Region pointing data
☆ ☆ ☆ ☆ ☆ ☆ ☆

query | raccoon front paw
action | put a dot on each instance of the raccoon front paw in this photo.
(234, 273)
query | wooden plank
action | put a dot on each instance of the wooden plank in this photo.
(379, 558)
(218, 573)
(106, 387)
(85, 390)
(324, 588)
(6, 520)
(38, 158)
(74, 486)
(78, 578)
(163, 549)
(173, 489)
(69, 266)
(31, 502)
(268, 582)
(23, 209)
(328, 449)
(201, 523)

☆ ☆ ☆ ☆ ☆ ☆ ☆

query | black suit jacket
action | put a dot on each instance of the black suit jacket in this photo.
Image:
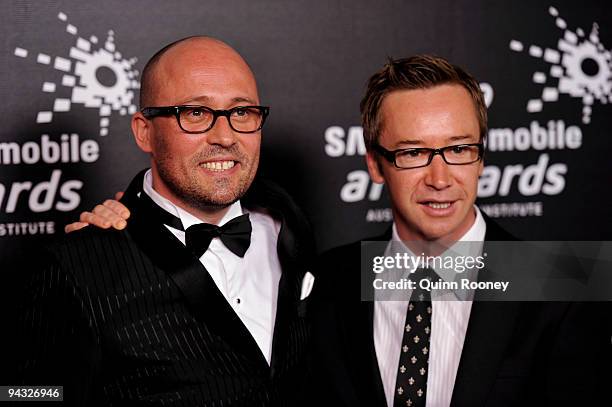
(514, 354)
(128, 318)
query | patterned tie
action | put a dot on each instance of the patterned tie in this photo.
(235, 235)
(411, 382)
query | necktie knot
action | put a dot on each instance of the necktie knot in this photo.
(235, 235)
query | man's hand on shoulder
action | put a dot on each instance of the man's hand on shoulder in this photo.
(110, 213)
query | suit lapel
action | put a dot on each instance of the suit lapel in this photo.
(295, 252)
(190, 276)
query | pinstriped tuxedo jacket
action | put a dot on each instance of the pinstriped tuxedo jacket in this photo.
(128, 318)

☆ ☆ ☆ ☆ ☆ ☆ ☆

Wherever the string "black" appears in the data above, copy the line it sits in.

OUTPUT OF THE TASK
query | black suit jacket
action | put a dot on each instance of the black suit jacket in this photo.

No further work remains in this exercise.